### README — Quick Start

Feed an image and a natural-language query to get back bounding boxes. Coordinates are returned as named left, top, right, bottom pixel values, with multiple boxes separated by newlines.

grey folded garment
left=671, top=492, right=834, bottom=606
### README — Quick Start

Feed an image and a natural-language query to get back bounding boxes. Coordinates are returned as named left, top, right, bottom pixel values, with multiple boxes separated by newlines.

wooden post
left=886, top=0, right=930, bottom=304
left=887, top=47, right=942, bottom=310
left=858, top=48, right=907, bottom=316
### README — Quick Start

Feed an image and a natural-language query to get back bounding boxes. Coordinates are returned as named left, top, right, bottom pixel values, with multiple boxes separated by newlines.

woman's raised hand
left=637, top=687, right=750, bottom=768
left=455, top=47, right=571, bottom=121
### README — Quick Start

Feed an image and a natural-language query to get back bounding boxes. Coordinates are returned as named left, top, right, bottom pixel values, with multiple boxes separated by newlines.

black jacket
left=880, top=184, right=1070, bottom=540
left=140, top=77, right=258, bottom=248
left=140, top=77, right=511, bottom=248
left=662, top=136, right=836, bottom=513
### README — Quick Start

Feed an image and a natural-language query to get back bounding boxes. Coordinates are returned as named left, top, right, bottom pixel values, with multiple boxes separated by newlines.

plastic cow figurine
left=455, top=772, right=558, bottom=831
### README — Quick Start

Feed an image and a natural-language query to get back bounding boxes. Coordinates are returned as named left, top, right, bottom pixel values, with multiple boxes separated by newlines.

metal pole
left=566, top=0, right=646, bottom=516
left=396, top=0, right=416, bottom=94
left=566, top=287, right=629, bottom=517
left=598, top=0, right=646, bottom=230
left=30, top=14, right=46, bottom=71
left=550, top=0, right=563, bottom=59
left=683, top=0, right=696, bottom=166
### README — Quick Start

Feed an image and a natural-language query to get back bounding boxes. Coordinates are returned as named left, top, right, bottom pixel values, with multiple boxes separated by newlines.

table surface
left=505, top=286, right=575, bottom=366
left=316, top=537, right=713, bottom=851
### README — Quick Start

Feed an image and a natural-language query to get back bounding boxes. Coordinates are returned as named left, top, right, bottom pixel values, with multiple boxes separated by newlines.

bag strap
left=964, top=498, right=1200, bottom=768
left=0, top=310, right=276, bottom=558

------------------------------------------------

- [TASK REQUIREMENTS]:
Copy out every line of the listing above without any changes.

- [SOLUTION TO THE EXERCISE]:
### README — Quick Start

Feed an image and a natural-language query to get back bounding boxes. Coordinates are returned as named left, top, right, bottom pixel values, with multiple boxes separated by newlines.

grey folded garment
left=671, top=492, right=834, bottom=606
### README — Quick Start

Feed an image and a natural-language query to get back bounding boxes. Coordinates are returned as named left, top, right, bottom pixel values, with multiple boxes separated by newlines.

wooden post
left=886, top=0, right=930, bottom=304
left=887, top=47, right=942, bottom=310
left=858, top=48, right=907, bottom=316
### README — Quick Start

Feed an image and a natural-language query to get back bounding boxes. Coordinates are returned as named left, top, right, bottom pixel values, with multiple boxes separated by newlines.

woman's raised hand
left=637, top=687, right=750, bottom=768
left=455, top=47, right=571, bottom=121
### README — Quick Start

Feed an image and a natural-language query to get back bounding boxes. Coordinates are returned as named left, top, right, bottom pixel values, with multiple boxes separated by newlines.

black jacket
left=880, top=184, right=1070, bottom=540
left=140, top=77, right=258, bottom=248
left=140, top=77, right=511, bottom=248
left=662, top=136, right=836, bottom=513
### README — Quick Start

Feed an image and a natural-language query to get back bounding boxes. Coordinates are returned as named left, top, right, bottom pixel values, with multiple boxes separated by newlines.

plastic cow figurine
left=455, top=772, right=558, bottom=831
### README — Quick Start

Feed an image and a natural-language query to get back bounding boxes. Coordinates are returned as named left, top, right, bottom pixel values, with multiple boxes separated by newlines.

metal pole
left=566, top=0, right=646, bottom=516
left=396, top=0, right=416, bottom=94
left=566, top=287, right=629, bottom=517
left=598, top=0, right=646, bottom=230
left=30, top=14, right=46, bottom=71
left=550, top=0, right=563, bottom=59
left=683, top=0, right=696, bottom=166
### README — Quick Start

Feed an image and a natural-language query to get back bounding boxes. Coordinates are returned as named left, top, right, bottom pixel values, with multiple boxes separated by newlines.

table surface
left=505, top=286, right=575, bottom=366
left=316, top=537, right=713, bottom=851
### README — Quick Start

Feed an image and a natural-language query to get back bounding boxes. Coordinates are returned as named left, top, right, bottom pixel values, with multiple boxes separated by newlines.

bag strap
left=964, top=498, right=1200, bottom=768
left=0, top=310, right=276, bottom=558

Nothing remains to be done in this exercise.